Stated problem: Pick out every line in the data below that contains the string "tower" and copy each of those lines. Case counts.

Given data:
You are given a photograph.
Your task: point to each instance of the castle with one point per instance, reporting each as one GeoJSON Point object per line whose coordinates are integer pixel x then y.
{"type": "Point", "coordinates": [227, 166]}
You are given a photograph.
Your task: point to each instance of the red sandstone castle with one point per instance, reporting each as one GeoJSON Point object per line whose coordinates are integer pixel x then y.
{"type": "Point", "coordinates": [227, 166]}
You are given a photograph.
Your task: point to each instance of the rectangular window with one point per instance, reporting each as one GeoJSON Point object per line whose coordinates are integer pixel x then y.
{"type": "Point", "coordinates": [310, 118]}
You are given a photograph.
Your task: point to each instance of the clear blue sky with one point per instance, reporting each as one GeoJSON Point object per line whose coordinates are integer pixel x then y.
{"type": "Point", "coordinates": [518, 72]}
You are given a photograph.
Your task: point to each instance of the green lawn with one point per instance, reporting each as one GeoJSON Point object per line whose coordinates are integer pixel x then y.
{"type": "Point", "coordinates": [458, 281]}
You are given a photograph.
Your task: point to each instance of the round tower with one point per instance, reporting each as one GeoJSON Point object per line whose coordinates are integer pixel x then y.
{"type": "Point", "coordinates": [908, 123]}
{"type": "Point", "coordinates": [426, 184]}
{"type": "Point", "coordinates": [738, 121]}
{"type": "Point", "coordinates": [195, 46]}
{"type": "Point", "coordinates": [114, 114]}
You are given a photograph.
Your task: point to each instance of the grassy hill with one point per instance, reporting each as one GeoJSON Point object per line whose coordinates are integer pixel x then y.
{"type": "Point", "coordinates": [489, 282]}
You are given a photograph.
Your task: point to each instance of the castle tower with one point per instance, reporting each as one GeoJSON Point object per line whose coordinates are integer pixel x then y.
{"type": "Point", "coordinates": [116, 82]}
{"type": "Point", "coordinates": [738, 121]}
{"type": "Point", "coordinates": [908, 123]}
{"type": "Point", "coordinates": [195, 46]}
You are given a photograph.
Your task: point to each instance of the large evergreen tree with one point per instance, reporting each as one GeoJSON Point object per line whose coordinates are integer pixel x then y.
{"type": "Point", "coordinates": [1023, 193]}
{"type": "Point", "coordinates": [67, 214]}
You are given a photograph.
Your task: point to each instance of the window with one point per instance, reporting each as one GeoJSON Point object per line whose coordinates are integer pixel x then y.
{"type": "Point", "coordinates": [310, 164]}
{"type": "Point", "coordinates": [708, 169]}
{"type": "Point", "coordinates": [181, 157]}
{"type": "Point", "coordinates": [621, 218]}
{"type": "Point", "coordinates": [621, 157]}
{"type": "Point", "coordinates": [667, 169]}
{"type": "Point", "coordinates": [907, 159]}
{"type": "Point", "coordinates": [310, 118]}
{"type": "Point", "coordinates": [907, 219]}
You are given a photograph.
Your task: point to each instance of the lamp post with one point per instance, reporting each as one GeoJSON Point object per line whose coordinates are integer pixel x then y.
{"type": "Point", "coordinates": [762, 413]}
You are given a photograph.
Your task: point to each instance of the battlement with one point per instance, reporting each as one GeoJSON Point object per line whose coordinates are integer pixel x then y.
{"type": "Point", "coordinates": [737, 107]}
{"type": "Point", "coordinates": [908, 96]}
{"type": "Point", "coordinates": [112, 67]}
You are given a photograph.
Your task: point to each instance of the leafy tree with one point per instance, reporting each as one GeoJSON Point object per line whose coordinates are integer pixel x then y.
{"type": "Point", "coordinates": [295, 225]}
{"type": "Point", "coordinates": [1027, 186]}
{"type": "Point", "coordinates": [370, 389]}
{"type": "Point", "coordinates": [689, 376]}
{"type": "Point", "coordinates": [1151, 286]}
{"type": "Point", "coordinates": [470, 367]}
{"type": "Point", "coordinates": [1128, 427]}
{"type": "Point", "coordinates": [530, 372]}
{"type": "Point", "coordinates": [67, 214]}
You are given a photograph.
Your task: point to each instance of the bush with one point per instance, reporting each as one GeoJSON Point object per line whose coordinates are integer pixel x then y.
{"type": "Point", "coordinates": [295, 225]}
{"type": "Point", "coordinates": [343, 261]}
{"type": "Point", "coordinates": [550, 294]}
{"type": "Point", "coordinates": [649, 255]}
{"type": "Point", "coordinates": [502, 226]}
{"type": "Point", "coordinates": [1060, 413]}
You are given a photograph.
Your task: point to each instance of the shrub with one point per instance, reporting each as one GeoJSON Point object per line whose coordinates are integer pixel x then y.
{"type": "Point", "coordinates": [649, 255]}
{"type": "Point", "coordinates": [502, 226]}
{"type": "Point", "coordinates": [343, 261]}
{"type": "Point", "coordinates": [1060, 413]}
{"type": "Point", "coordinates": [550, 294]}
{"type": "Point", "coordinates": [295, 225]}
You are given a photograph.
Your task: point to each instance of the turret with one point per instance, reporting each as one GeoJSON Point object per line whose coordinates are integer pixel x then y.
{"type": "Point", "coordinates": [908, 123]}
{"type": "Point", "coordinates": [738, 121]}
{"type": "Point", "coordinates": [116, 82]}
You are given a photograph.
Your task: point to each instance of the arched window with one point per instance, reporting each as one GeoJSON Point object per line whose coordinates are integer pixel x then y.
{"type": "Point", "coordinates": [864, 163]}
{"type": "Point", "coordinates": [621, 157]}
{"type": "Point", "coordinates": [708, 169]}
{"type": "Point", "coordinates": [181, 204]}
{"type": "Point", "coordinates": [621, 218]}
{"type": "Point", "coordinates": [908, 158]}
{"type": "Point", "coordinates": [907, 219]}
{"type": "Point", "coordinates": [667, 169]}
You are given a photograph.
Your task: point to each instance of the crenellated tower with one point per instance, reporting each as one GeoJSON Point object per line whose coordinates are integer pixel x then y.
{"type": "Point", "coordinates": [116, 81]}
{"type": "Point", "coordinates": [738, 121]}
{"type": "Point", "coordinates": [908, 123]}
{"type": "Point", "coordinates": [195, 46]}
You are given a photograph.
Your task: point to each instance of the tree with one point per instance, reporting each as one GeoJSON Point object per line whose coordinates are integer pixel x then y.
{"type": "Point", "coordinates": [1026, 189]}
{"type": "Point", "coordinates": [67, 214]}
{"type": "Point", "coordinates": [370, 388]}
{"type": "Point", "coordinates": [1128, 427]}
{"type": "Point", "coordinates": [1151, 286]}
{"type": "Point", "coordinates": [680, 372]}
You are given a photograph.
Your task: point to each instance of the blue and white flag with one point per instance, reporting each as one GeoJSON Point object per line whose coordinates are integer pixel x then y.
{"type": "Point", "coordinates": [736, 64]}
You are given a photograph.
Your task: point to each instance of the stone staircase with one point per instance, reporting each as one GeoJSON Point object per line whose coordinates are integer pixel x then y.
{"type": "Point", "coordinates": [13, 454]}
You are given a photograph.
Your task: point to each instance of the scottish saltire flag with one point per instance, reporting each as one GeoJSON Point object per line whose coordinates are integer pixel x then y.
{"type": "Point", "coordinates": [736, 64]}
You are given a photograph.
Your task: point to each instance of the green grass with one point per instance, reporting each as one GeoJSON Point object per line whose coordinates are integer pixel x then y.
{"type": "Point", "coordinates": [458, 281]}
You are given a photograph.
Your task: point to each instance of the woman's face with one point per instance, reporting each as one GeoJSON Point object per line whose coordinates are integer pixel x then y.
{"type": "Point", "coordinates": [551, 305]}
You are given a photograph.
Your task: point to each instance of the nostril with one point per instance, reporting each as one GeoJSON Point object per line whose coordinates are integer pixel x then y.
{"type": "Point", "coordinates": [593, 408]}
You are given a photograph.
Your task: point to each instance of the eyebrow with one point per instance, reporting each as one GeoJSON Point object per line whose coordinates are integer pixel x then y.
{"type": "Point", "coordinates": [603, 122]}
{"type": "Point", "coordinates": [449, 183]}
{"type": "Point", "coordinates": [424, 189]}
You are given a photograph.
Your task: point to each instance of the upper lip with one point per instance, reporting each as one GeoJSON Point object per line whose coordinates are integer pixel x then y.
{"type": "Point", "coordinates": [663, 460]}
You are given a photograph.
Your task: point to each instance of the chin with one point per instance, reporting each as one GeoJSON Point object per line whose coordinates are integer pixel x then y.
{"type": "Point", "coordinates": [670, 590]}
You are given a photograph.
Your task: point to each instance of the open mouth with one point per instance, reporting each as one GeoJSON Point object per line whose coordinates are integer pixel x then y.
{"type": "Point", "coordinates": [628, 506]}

---

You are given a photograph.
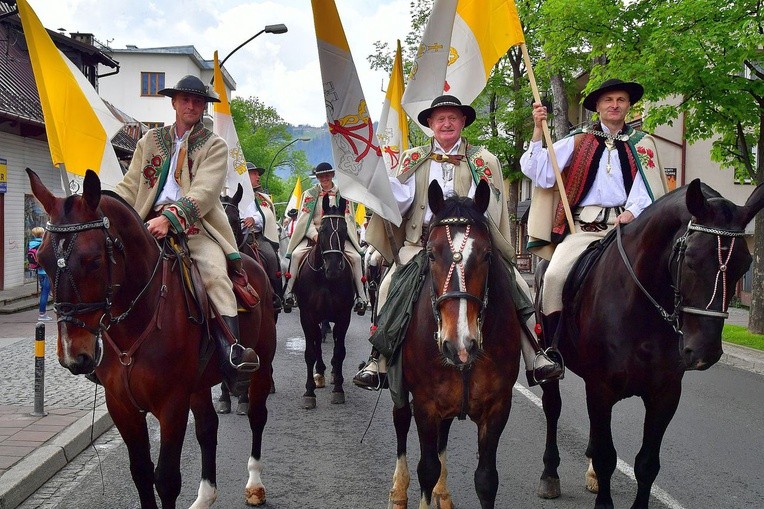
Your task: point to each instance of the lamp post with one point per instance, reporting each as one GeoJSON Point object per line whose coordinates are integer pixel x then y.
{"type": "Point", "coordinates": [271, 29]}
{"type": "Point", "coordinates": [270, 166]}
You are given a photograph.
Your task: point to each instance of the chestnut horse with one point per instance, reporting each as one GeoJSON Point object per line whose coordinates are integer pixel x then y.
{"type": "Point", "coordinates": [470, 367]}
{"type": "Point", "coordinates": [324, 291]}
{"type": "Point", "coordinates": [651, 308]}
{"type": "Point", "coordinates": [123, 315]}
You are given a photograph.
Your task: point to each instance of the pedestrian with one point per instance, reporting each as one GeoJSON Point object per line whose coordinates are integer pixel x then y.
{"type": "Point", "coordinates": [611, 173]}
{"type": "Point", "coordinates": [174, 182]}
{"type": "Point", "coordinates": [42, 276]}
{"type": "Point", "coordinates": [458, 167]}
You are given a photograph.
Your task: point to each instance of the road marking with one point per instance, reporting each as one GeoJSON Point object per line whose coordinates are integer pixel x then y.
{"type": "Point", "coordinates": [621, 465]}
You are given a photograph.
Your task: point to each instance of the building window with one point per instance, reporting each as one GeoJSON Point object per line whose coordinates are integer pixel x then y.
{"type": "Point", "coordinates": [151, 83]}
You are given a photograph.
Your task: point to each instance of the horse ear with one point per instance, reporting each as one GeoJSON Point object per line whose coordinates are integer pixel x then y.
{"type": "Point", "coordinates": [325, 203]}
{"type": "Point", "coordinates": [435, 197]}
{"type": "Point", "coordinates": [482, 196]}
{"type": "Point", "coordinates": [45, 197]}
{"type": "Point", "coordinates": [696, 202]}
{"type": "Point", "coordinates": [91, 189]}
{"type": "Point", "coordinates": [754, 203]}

* * *

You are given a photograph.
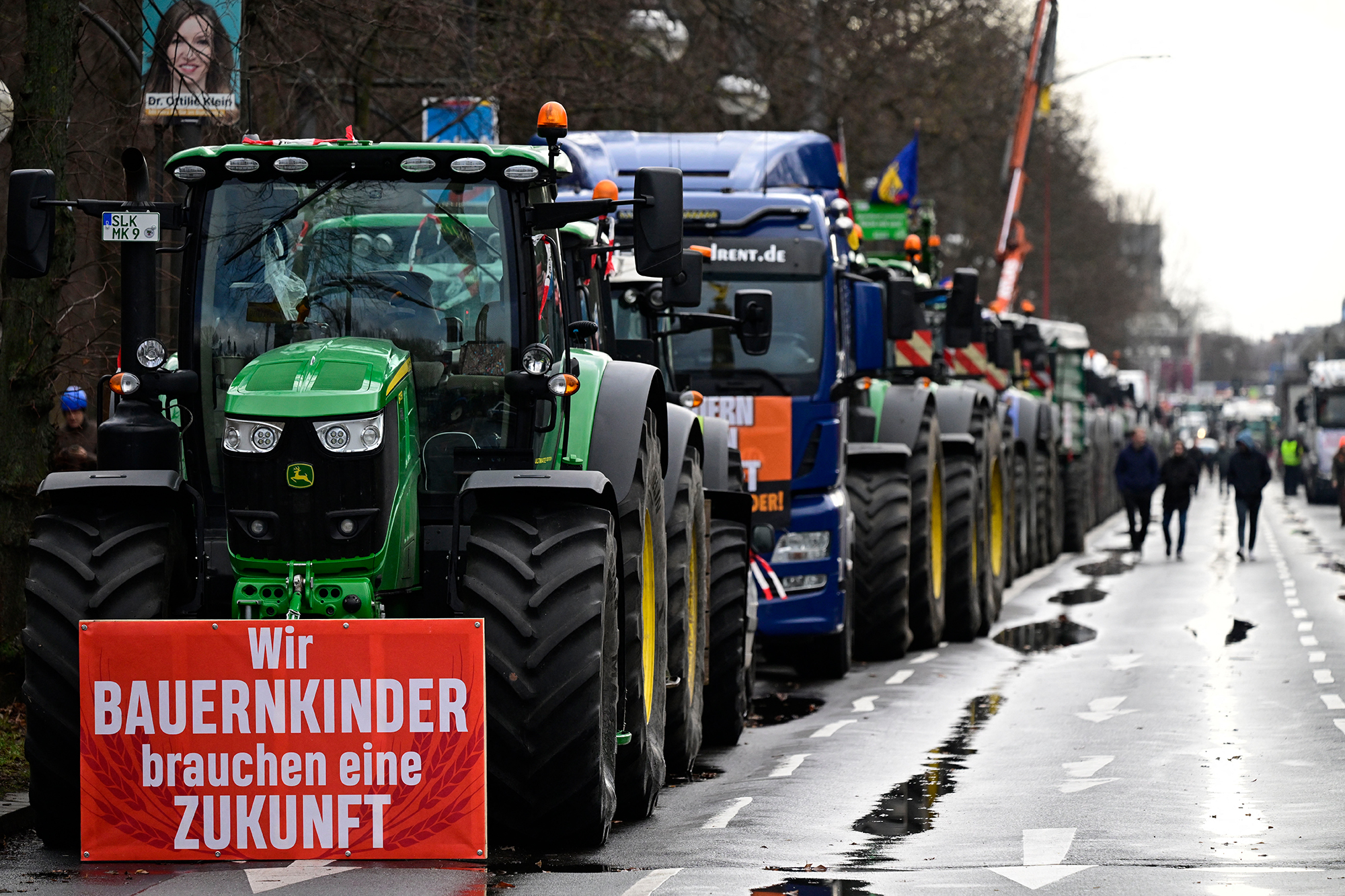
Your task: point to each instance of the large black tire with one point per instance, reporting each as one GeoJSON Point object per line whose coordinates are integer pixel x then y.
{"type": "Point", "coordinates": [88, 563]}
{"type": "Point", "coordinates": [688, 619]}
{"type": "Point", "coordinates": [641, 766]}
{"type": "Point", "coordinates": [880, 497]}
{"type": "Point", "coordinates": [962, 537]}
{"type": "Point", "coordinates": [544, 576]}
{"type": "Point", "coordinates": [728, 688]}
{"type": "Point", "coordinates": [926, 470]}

Answer to the exercise:
Your task: point to each instance of the round tower with one point per instance, reporting each as one GeoJSON Point object per line whose coordinates are integer pixel x then y.
Your task: point to each instance of the castle tower with one point per instance, reporting each as one GeoJSON Point object per line whose coordinates are integer pixel x then y.
Your task: point to each instance of the crenellated tower with one point per instance, reporting each as one GeoJSON Point object per line whose coordinates are integer pixel x then y.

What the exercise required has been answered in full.